TEXT TO READ:

------------------------

# Short Landing and Health Insurance



## SarahandMarcus (Jun 1, 2012)

Hope someone can help with this.
We are doing a short landing for two weeks in May this year to look at neighbourhoods/networking re jobs/visiting schools etc and will land permanently later this year when my job in the UK finishes.
We will obviously apply for all the relevant cards/documents when we land which will be sent to my aunt's address in Toronto. My question is: as we have to wait 90 days for the OHIP documents to arrive, does this mean we will automatically be eligible for OHIP as soon as we land permanetly later this year (as it will be over 90 days since we applied)?
Also, will we require private health insurance for the two weeks short landing period or will this be covered by our travel insurance as we have return flights booked?
I'm happy to pay whatever I should - I just want to make sure I have the correct coverage in place for my family.
Thanks, Sarah


----------



## Auld Yin (Mar 10, 2009)

------------------------

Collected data
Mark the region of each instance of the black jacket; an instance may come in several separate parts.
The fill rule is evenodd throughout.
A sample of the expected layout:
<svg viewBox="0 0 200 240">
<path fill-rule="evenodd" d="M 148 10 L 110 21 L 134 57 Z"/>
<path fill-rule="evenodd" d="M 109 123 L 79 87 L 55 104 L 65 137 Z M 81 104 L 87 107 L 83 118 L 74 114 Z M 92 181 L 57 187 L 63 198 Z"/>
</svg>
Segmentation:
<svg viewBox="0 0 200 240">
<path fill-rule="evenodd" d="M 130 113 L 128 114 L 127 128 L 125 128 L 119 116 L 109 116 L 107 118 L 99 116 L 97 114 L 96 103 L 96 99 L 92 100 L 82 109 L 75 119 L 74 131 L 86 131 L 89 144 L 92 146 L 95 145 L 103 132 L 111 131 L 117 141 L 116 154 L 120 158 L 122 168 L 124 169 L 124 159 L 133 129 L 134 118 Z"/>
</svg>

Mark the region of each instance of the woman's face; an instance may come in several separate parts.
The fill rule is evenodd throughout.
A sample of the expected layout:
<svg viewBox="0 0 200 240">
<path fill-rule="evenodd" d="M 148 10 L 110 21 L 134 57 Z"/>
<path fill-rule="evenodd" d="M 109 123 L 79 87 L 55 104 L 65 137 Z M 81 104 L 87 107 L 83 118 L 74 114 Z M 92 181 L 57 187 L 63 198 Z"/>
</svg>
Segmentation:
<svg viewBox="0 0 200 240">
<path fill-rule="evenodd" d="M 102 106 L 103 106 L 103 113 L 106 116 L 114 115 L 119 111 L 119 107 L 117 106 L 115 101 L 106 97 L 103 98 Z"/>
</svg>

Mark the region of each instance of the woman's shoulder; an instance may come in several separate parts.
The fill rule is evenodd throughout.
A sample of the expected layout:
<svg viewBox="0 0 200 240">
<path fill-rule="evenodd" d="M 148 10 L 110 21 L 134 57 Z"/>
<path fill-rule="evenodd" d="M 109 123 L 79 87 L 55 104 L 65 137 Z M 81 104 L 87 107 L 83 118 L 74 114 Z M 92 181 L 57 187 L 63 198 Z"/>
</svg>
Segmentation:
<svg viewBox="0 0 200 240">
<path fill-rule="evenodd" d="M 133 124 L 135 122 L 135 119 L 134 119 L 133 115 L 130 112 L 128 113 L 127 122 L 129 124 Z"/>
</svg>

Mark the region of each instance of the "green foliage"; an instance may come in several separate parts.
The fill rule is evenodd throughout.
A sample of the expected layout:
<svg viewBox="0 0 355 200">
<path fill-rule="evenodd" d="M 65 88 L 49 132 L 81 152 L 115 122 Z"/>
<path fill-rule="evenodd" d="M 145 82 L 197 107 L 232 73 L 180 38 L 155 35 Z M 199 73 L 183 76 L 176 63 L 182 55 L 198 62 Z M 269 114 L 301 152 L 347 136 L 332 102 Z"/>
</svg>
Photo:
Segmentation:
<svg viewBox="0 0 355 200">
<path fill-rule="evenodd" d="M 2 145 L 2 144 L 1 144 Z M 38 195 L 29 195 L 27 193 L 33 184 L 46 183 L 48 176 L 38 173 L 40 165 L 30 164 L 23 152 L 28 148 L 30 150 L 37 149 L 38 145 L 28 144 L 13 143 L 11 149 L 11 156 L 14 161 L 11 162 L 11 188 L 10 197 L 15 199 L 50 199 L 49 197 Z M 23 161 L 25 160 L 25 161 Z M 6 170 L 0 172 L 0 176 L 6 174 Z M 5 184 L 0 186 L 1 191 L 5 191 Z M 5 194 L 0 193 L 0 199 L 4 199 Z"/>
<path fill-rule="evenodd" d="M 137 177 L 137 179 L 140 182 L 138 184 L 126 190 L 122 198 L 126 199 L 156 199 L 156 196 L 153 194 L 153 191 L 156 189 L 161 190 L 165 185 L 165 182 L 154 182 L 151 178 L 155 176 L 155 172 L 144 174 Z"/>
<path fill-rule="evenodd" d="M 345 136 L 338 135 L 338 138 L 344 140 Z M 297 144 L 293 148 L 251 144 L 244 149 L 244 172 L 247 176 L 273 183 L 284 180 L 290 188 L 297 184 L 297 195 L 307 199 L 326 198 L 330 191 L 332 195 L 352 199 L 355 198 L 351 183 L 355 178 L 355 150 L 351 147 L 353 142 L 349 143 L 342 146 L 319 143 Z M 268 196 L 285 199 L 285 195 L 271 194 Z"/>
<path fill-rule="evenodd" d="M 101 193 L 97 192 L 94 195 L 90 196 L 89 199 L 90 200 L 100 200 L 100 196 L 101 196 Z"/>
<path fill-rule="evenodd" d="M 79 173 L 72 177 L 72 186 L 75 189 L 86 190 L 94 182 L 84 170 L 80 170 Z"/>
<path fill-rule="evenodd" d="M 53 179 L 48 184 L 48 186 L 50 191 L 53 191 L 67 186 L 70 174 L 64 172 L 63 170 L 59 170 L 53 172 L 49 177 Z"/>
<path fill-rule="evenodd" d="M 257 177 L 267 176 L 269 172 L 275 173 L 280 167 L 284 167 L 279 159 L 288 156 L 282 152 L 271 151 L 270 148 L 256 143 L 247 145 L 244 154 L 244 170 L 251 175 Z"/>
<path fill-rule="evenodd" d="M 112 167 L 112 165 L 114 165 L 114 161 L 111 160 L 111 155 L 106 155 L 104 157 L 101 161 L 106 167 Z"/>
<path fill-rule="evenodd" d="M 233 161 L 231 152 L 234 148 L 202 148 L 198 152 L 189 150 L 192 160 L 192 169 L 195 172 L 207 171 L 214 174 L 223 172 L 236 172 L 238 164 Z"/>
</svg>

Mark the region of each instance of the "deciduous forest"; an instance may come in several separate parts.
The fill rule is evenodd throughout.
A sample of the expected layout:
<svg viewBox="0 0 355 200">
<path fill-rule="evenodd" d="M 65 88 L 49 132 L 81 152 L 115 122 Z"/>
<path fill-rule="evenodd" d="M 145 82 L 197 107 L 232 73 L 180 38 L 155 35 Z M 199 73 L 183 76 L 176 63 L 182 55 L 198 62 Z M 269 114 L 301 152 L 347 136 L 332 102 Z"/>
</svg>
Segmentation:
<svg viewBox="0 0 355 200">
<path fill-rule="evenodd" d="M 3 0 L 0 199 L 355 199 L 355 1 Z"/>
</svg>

------------------------

GIVEN PROBLEM 1:
In the forum post on short landing and health insurance, copy the passage between "## SarahandMarcus (Jun" and "return flights booked?", inclusive, word for word.
GIVEN PROBLEM 2:
Answer these questions using the forum post on short landing and health insurance:
(a) How long is the short landing planned to last?
(b) To whose address will the cards and documents be sent?
(c) How many days is the wait for the OHIP documents to arrive?
GIVEN PROBLEM 3:
Based on the forum post on short landing and health insurance, decide whether each statement agrees with it. Answer yes or no and quote the words that decide it.
(a) The short landing is planned for May.
(b) The permanent landing is planned for after the poster's job in the UK finishes.
(c) The family has only one-way flights booked.

WRITTEN REPLY 1:
## SarahandMarcus (Jun 1, 2012)

Hope someone can help with this.
We are doing a short landing for two weeks in May this year to look at neighbourhoods/networking re jobs/visiting schools etc and will land permanently later this year when my job in the UK finishes.
We will obviously apply for all the relevant cards/documents when we land which will be sent to my aunt's address in Toronto. My question is: as we have to wait 90 days for the OHIP documents to arrive, does this mean we will automatically be eligible for OHIP as soon as we land permanetly later this year (as it will be over 90 days since we applied)?
Also, will we require private health insurance for the two weeks short landing period or will this be covered by our travel insurance as we have return flights booked?

WRITTEN REPLY 2:
(a) Two weeks.
(b) The poster's aunt's address in Toronto.
(c) 90 days.

WRITTEN REPLY 3:
(a) Yes: "We are doing a short landing for two weeks in May this year"
(b) Yes: "will land permanently later this year when my job in the UK finishes"
(c) No: "as we have return flights booked"